**Given passage**
* BEGIN *

- Nickname: Polisha
- Born: 4 February 1996 (age 30) Cheboksary, Russia

Gymnastics career
- Discipline: Women's artistic gymnastics
- Country represented: Russia
- Medal record
Representing Russia
World Championships
| Bronze medal – third place | 2014 Nanning | Team |
Summer Universiade
| Gold medal – first place | 2015 Gwangju | Team |
| Gold medal – first place | 2015 Gwangju | Floor Exercise |
| Silver medal – second place | 2015 Gwangju | Balance Beam |

= Polina Fedorova =

Russian artistic gymnast

Polina Fedorova (pron. FYOH-duh-ruh-vuh, Полина Фёдорова, Polina Fyodorova, born 4 February 1996 in Cheboksary, Russia) is a Russian artistic gymnast.

== Senior career ==

===2012 and 2013===
At the end of 2012, Polina Fedorova was officially approved as a member of the Russian main artistic gymnastics team for the next Olympic cycle.

At the 2013 Russian National Championships, she won the bronze medal in the all-around team competition (with the team of the Volga Federal District) and silver on the beam.

In November 2013, Fedorova won the all-around gold in the international KSI Cup in Budapest.

===2014===
At the 2014 Russian Championships, she won the gold medal on the floor.

Fedorova was selected as the alternate for the Russian squad at the 2014 World Artistic Gymnastics Championships. Along with her teammates, she won the bronze medal in team competition, even though she participated in neither the qualification, nor the team final.

===2015 ===
Fedorova competed at the Russian Championships in March 2015. She won a bronze with her team. She placed 11th in the all around competition and 6th on the balance beam.

2019

Fedorova was initially named to Russia's team for the 2019 Summer Universiade; however, she was replaced by Uliana Perebinosova before the competition began.

* END *

**Set exercise a**
Report every line of the listing that contains the string "hair", copying each such line in full. Count a line only if the string appears there in the same case.
The Polina Fedorova article and the listing are separate material that have nothing to do with each other.

[Dataset excerpt]
* BEGIN *

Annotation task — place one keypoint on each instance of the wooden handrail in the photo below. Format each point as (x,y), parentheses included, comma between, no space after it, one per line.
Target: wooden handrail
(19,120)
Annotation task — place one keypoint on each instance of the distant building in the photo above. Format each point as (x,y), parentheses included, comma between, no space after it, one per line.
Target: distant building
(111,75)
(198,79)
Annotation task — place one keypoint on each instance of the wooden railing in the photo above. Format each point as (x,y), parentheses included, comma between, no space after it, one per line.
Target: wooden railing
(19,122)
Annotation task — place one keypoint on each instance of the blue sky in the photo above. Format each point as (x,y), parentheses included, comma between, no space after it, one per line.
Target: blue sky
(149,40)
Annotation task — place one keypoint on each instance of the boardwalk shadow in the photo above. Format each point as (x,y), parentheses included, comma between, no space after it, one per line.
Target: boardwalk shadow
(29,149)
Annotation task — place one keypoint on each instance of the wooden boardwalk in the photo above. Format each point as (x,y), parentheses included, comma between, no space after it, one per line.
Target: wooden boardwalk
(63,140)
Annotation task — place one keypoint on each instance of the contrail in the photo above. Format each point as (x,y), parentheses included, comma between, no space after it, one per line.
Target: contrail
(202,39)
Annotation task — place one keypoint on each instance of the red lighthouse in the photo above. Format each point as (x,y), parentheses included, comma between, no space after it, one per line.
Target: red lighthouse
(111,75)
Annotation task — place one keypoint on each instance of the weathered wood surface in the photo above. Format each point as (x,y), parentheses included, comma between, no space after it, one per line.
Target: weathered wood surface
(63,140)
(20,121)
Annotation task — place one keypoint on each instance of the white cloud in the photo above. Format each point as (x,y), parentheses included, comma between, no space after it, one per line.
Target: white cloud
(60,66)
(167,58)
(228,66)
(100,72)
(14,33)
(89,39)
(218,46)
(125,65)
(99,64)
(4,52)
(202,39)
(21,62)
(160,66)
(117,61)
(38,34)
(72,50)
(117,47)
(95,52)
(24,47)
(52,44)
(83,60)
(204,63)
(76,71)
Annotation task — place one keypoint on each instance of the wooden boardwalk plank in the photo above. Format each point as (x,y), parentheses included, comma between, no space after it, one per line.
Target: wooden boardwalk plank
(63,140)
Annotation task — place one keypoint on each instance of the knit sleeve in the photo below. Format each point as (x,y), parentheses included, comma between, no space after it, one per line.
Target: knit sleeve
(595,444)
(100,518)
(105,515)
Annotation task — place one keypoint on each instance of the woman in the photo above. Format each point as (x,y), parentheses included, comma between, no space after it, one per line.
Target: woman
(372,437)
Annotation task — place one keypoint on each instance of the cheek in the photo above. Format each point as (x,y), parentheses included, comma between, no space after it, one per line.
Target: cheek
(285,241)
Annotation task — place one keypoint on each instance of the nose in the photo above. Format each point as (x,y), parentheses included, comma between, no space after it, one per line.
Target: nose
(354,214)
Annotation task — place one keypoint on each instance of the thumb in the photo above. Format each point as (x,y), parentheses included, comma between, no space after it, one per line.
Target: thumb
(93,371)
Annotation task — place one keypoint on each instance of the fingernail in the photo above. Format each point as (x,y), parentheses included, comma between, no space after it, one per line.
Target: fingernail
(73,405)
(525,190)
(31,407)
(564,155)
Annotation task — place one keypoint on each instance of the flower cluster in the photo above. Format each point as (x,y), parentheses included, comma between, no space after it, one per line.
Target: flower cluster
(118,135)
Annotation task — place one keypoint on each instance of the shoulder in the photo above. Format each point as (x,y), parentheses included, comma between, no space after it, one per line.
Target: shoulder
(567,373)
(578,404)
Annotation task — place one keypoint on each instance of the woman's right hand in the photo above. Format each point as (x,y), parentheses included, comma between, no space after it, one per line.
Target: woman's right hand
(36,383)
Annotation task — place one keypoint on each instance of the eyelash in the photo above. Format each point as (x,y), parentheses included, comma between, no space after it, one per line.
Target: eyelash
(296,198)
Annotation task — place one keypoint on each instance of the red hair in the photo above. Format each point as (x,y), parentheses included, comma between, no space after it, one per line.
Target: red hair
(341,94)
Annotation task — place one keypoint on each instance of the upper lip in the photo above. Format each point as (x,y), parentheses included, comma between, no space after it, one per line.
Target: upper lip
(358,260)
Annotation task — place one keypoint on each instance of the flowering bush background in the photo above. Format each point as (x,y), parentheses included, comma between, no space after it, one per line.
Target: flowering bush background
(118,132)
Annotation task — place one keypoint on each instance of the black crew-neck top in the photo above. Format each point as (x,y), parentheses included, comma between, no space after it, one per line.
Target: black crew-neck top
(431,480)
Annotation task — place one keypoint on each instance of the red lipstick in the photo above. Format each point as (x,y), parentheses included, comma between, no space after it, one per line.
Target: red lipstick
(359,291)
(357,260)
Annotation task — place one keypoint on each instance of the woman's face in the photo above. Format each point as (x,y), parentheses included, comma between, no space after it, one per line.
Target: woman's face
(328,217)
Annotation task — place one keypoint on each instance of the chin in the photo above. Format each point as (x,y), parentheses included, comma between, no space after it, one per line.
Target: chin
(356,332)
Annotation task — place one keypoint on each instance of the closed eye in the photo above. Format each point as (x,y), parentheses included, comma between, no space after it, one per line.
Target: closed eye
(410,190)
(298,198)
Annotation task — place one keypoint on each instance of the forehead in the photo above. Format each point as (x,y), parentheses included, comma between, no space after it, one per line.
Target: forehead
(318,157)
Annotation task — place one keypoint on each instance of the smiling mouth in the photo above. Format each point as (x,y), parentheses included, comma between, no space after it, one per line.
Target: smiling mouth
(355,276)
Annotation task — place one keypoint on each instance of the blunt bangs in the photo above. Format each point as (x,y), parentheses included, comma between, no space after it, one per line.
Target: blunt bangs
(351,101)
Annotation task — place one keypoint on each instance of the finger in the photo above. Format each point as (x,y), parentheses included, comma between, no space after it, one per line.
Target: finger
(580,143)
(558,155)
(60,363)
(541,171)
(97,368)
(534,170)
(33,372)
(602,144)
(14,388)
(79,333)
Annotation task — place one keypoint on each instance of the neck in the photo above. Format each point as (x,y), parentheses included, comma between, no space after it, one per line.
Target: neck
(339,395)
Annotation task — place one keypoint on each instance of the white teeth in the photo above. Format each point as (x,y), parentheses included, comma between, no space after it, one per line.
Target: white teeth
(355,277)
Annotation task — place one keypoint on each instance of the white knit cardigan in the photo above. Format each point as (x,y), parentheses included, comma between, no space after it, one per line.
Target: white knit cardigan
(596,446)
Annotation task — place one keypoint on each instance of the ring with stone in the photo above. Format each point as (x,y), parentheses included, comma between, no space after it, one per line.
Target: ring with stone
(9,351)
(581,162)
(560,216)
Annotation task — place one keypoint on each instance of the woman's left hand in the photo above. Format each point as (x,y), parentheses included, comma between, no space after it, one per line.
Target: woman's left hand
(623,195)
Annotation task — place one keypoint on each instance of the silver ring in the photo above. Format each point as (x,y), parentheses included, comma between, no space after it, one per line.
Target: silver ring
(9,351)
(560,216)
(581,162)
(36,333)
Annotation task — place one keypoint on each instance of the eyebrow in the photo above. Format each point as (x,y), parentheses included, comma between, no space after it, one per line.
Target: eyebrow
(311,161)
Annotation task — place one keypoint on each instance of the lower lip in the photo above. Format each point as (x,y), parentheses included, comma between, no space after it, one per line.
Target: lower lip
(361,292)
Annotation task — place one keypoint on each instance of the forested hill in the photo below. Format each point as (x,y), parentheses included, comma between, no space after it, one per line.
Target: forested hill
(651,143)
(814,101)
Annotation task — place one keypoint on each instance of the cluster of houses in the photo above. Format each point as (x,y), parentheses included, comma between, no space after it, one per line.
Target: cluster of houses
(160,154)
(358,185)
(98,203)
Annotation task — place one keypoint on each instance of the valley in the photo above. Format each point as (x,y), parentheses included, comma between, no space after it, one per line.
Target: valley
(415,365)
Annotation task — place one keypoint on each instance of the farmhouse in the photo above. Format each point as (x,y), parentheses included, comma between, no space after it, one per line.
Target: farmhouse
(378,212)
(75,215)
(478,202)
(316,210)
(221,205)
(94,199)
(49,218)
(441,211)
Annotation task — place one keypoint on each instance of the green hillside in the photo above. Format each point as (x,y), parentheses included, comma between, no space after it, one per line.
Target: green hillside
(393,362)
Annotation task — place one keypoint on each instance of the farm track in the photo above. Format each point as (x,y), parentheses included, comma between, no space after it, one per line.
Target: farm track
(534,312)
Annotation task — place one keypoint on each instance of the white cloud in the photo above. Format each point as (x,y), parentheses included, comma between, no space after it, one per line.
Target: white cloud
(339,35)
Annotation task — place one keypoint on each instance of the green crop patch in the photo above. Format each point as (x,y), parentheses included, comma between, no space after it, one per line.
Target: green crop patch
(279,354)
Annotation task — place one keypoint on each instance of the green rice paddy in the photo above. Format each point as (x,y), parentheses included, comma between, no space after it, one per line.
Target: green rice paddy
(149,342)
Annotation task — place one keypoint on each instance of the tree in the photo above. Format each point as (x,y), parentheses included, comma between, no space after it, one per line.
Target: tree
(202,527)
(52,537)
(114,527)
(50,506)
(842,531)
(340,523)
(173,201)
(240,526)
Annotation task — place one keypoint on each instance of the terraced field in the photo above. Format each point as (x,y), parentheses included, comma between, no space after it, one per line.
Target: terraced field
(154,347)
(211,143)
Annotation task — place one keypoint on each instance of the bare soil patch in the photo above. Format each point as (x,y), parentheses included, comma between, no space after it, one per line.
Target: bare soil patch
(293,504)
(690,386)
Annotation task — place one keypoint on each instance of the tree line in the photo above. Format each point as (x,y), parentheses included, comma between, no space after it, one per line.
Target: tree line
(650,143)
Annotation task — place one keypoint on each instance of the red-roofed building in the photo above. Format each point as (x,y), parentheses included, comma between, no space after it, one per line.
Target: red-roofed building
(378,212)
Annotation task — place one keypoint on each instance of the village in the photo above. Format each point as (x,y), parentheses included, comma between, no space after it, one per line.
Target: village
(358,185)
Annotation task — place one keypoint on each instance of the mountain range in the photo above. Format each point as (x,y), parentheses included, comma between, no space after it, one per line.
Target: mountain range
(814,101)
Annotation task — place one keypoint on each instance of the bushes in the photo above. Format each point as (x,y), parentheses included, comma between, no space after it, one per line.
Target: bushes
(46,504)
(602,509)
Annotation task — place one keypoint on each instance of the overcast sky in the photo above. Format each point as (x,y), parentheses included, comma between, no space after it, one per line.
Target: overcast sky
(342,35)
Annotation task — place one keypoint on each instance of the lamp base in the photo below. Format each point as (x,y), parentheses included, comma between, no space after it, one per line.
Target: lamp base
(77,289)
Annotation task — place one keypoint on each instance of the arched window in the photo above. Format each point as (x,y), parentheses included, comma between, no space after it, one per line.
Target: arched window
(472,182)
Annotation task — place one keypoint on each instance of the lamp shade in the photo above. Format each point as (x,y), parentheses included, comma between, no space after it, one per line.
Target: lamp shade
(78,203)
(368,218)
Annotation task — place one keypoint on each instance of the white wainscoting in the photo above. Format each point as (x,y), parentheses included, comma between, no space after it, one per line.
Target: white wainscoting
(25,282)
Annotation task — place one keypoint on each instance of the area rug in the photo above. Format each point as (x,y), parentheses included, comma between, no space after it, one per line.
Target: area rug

* END *

**Set exercise b**
Answer these questions from the Polina Fedorova article, one per line:
(i) In which city did Fedorova win the all-around gold in November 2013?
(ii) At the 2015 Gwangju Summer Universiade, in which event did she win silver?
(iii) Who replaced her on Russia's team for the 2019 Summer Universiade?

**Output a**
Annotation task — place one keypoint on each instance of the red hair in the photo above. Format each point as (x,y), parentheses included, comma between, no space after it, one per line.
Target: red hair

**Output b**
(i) Budapest
(ii) Balance Beam
(iii) Uliana Perebinosova